Anforderungen: Schreibe das folgende Material bitte Zeile für Zeile unverändert und vollständig ab.

Datenzeilen:
────────
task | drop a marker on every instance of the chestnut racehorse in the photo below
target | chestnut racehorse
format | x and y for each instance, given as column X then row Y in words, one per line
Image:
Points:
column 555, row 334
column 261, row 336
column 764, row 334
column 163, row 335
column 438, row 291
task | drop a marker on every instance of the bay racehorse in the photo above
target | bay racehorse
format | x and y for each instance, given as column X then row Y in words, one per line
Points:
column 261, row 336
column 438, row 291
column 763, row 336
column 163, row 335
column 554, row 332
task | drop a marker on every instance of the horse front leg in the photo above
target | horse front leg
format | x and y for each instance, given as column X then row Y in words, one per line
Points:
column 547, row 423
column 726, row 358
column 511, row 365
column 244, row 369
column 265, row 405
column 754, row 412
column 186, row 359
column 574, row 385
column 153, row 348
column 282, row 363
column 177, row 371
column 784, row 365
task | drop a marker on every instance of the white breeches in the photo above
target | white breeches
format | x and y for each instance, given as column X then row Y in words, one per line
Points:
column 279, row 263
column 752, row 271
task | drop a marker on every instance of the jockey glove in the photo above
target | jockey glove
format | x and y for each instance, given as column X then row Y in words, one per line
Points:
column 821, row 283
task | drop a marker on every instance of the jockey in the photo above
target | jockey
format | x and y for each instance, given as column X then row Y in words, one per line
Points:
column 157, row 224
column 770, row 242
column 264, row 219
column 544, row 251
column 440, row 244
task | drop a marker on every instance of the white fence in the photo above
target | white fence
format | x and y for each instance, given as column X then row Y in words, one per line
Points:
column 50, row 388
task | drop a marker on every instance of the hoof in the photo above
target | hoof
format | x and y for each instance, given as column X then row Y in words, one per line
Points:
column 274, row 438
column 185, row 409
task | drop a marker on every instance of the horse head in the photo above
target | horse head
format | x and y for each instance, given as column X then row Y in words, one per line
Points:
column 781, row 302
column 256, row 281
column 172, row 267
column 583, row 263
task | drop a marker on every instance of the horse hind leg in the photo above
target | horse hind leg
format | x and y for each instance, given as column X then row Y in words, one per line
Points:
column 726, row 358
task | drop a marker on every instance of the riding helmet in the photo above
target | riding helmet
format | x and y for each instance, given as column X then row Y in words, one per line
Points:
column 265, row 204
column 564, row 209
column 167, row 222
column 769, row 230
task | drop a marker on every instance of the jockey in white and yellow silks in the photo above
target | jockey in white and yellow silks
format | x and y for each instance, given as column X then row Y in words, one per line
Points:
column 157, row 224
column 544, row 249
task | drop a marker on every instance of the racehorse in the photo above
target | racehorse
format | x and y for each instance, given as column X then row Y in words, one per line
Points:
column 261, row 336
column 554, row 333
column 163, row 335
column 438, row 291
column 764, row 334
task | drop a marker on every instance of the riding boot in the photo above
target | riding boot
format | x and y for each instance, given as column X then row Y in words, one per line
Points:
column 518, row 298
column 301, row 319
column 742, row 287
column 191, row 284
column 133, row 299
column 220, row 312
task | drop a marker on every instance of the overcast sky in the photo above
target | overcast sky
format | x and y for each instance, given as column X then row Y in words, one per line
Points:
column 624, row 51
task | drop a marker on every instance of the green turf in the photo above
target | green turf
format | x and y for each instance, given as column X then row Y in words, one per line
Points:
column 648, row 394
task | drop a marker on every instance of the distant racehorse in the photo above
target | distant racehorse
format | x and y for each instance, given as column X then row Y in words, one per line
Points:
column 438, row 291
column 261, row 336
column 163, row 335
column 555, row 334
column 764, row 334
────────
Ausgabe siehe unten:
task | drop a marker on every instance of the chestnut racehorse in the photo below
target | chestnut racehorse
format | x and y for each instance, given as column X then row Y in words, one per line
Image:
Points:
column 555, row 334
column 261, row 336
column 764, row 334
column 163, row 335
column 438, row 291
task | drop a marker on every instance of the bay racehorse in the photo above
target | bay racehorse
format | x and y for each instance, given as column X then row Y in words, one per line
Points:
column 261, row 336
column 438, row 291
column 763, row 336
column 163, row 335
column 554, row 332
task | drop a marker on every instance of the horse front leg in the photo above
target | horse front leg
format | x and y for each instance, given as column X then row Y in words, one per line
Points:
column 547, row 423
column 726, row 358
column 511, row 365
column 244, row 369
column 265, row 405
column 754, row 412
column 186, row 359
column 574, row 385
column 153, row 348
column 282, row 363
column 177, row 371
column 784, row 365
task | drop a marker on every instance of the white breeches in the photo above
target | white breeches
format | x and y for each instance, given as column X then row Y in words, one per line
Points:
column 279, row 263
column 752, row 271
task | drop a marker on every instance of the jockey glove in the photo above
target | jockey glove
format | x and y for each instance, given as column X then row Y in words, one per line
Points:
column 821, row 283
task | drop a marker on every instance of the jockey in the photo above
target | jockey
format | x and y for each instance, given as column X then row Y in words, one per line
Points:
column 157, row 224
column 770, row 242
column 264, row 219
column 544, row 251
column 440, row 244
task | drop a marker on every instance of the white fence in the photo above
target | white fence
format | x and y for each instance, given as column X then row Y in words, one per line
Points:
column 50, row 388
task | drop a marker on every instance of the hoof in the photo above
target | hoof
format | x and y for each instance, given as column X then row Y in words, one per line
Points:
column 274, row 438
column 185, row 409
task | drop a marker on every instance of the horse head in the photo above
target | horse head
format | x and y for each instance, given as column X then row Y in words, one per line
Points:
column 781, row 302
column 256, row 281
column 172, row 267
column 583, row 263
task | drop a marker on every instance of the horse hind leg in the photo above
target | horse hind leg
format | x and y for each instance, given as column X then row Y in words, one per line
Points:
column 726, row 358
task | drop a marker on every instance of the riding helmet in the photo above
target | riding helmet
format | x and y for each instance, given as column X then row Y in words, one per line
Points:
column 265, row 204
column 564, row 209
column 167, row 222
column 769, row 230
task | drop a marker on every instance of the jockey in white and yellow silks in the photo above
target | jockey in white and yellow silks
format | x and y for each instance, given as column X then row Y in words, one per line
Points:
column 157, row 224
column 544, row 249
task | drop a marker on every instance of the racehorse in the photo above
target | racehorse
format | x and y for each instance, given as column X then row Y in words, one per line
Points:
column 261, row 336
column 554, row 333
column 163, row 335
column 438, row 291
column 764, row 334
task | drop a marker on every instance of the riding boot in the photo above
target | riding boot
format | x and y for each instance, given as column X then row Y in words, one per line
Points:
column 518, row 298
column 301, row 319
column 742, row 287
column 191, row 284
column 133, row 299
column 220, row 312
task | drop a marker on every instance of the overcast sky in the photo above
target | overcast sky
format | x and y for each instance, given as column X then row Y in words, one per line
Points:
column 624, row 51
task | drop a marker on every instance of the green turf in the photo above
target | green turf
format | x and y for each instance, given as column X then row Y in words, one per line
Points:
column 648, row 394
task | drop a marker on every instance of the distant racehorse in the photo above
target | distant racehorse
format | x and y for each instance, given as column X then row Y in words, one per line
Points:
column 438, row 291
column 261, row 336
column 163, row 335
column 555, row 334
column 764, row 334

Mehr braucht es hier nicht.